**TASK LIST:**
- 1) Reproduce the stretch of the ocean box model passage from "Sensitivity of the" through "in Stommel (1961).", changing "bimodal" to "two-state" wherever it occurs.
- 2) Write the next part of the ocean box model passage, picking up after its final sentence.

The evolution of the state in the box is displayed on the *T*–*S* plane in Fig. 3, starting with various initial conditions. In this paper, *T* and *S* are taken as the vertical and the horizontal axes, respectively, following the conventional way for physical oceanography. The convergence toward ES-1 or ES-2 slows down as the state approaches ES’s. The water exchange with the warmer area is much weaker at ES-1 than at ES-2 because |*ρ*_{w} − *ρ*| is much smaller at ES-1 (∼10% of that at ES-2). Hence, ES-1 is colder and fresher than ES-2. The bimodal character is fundamentally consistent with that found by Stommel (1961). In this paper, a focus is given only to the thermal-driven state, ES-2.

Sensitivity of the bimodal character is examined with *k*_{S} and *C* varied. It is shown that ES-1 exists always, while ES-2 disappears as the freshwater flux is increased, or as the exchange with the warmer domain is reduced: the common tendency is a reduction in *S.* When only one parameter is varied with the others kept constant, the transition from the bimodal to the unimodal solutions occur around *k*_{S} = 0.05*k*_{T} and *C* = 10^{−8}. This transition is qualitatively similar to that in Stommel (1961).

**DATASET CONTENT:**
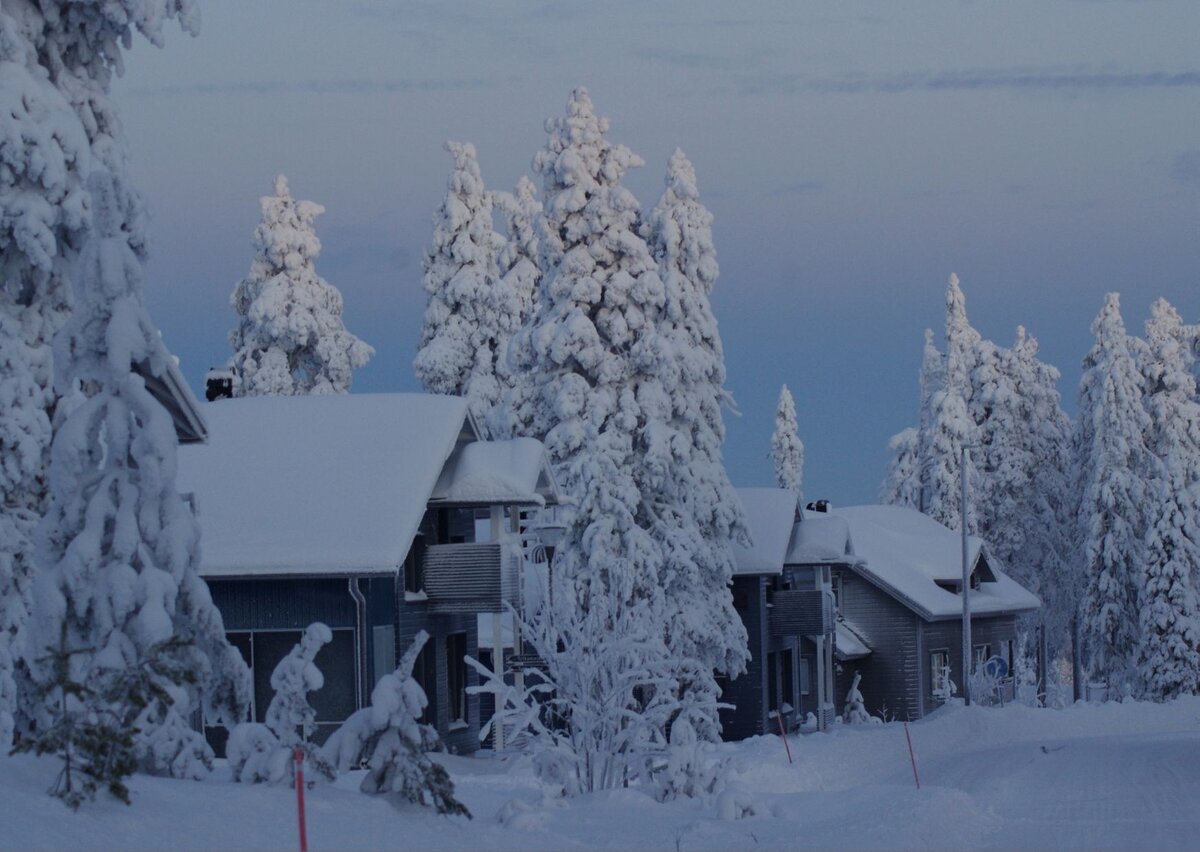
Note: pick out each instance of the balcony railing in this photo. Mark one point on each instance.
(471, 577)
(801, 612)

**ANSWERS BELOW:**
- 1)
Sensitivity of the two-state character is examined with *k*_{S} and *C* varied. It is shown that ES-1 exists always, while ES-2 disappears as the freshwater flux is increased, or as the exchange with the warmer domain is reduced: the common tendency is a reduction in *S.* When only one parameter is varied with the others kept constant, the transition from the two-state to the unimodal solutions occur around *k*_{S} = 0.05*k*_{T} and *C* = 10^{−8}. This transition is qualitatively similar to that in Stommel (1961).

- 2)
Vertical mixing between the upper and the lower boxes is now included: *E* is changed to 2 × 10^{−10} kg^{1.5} m^{−4.5} s^{−1}. The evolutions are shown in Fig. 4 for two cases of the lower-box property; that is, (*T*_{o}, *S*_{o}) = (0, 0.3) and (0, 0.5). The vertical mixing changes the evolution particularly in the subplane for *ρ* > *ρ*_{o}, where the solution rapidly converges to (*T*_{o}, *S*_{o}). In the subplane for *ρ* < *ρ*_{o} also, once the density of the box approaches the lower-layer density *ρ*_{o}, the solution quickly converges to (*T*_{o}, *S*_{o}). This state is to be distinguished from ES-2 and is referred to as ES-3 or the thermal-driven convected state.

The distinct difference between the two cases in Fig. 4 is whether ES-2 exists or not. Once the lower-box density is close to that in the upper box, convection occurs, and ES-2 is combined with ES-3. The critical value of *S*_{o} exists between 0.35 and 0.36, as long as the other parameters are fixed. Thus, the on–off convection is realized in the present box model, and will be examined in section 4 using the probability box model. It is noted that the convection shut-off may be related to an actual oceanographic event such as the GSA: the external forcing is modified to make the smaller upper- box density available, and a sudden reduction of the density is induced in the upper box, shutting off convection.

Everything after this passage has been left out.